WRITTEN REQUEST. Every line of the data must be copied exactly.

AVAILABLE DATA.
════════

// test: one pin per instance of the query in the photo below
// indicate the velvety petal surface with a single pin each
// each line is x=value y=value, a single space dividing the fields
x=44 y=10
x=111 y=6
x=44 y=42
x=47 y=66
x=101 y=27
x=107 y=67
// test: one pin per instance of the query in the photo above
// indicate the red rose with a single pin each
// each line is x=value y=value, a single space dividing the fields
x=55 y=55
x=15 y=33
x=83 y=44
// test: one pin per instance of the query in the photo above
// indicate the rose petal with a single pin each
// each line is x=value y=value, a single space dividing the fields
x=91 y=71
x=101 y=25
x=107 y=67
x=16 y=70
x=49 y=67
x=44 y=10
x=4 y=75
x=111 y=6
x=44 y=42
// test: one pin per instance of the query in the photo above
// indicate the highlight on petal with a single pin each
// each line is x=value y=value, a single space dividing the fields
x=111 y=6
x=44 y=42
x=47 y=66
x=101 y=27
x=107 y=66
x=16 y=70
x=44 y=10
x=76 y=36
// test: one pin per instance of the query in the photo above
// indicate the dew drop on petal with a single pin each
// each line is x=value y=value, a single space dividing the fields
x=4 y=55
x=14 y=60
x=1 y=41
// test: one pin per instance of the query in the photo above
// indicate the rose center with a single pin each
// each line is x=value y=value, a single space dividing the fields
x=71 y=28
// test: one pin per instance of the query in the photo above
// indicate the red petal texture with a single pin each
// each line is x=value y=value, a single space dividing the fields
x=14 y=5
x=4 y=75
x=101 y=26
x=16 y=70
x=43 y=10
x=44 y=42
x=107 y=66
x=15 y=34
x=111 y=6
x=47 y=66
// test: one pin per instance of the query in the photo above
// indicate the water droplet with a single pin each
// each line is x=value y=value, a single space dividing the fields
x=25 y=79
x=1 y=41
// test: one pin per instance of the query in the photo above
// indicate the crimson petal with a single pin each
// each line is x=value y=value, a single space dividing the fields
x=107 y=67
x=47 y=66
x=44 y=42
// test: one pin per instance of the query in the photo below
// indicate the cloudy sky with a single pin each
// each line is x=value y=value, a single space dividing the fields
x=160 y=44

════════

COMPLETE RESPONSE.
// test: one pin per instance of the query in the photo below
// indicate the velvety petal surface with a single pin each
// each line is x=value y=value, a single space dividing the fields
x=44 y=10
x=111 y=6
x=44 y=42
x=47 y=66
x=101 y=27
x=107 y=67
// test: one pin per instance of the query in the photo above
// indicate the red rose with a single pin each
// each line is x=value y=value, a single space dividing the fields
x=55 y=55
x=15 y=33
x=83 y=44
// test: one pin per instance of the query in the photo above
// indicate the rose petal with a single pin each
// each line is x=value y=value, a single space dividing the fields
x=91 y=71
x=101 y=25
x=107 y=67
x=16 y=70
x=49 y=67
x=44 y=10
x=4 y=75
x=111 y=6
x=44 y=42
// test: one pin per instance of the query in the photo above
// indicate the highlight on petal with a single pin each
// each line is x=value y=value, a single space dividing the fields
x=111 y=6
x=44 y=42
x=47 y=66
x=101 y=27
x=107 y=66
x=16 y=70
x=44 y=10
x=76 y=36
// test: one pin per instance of the query in the photo above
// indicate the dew drop on petal with a single pin each
// each line is x=value y=value, a single space dividing the fields
x=4 y=55
x=14 y=60
x=1 y=41
// test: one pin per instance of the query in the photo above
// indicate the rose center with a single pin each
// each line is x=value y=value, a single space dividing the fields
x=71 y=28
// test: one pin per instance of the query in the photo above
// indicate the red petal texture with a single pin each
// each line is x=value y=value, a single space dividing the fields
x=14 y=5
x=4 y=75
x=101 y=26
x=16 y=70
x=43 y=10
x=44 y=42
x=107 y=66
x=15 y=34
x=111 y=6
x=47 y=66
// test: one pin per instance of the query in the photo above
// indicate the water droplet with a single pin each
// each line is x=value y=value, a single space dividing the fields
x=25 y=79
x=1 y=41
// test: one pin per instance of the query in the photo above
// indicate the crimson petal with a single pin each
// each line is x=value y=value, a single space dividing the fields
x=107 y=67
x=47 y=66
x=44 y=42
// test: one pin per instance of the query in the photo below
// indicate the cloudy sky with a single pin each
// each line is x=value y=value, a single space dividing the fields
x=160 y=44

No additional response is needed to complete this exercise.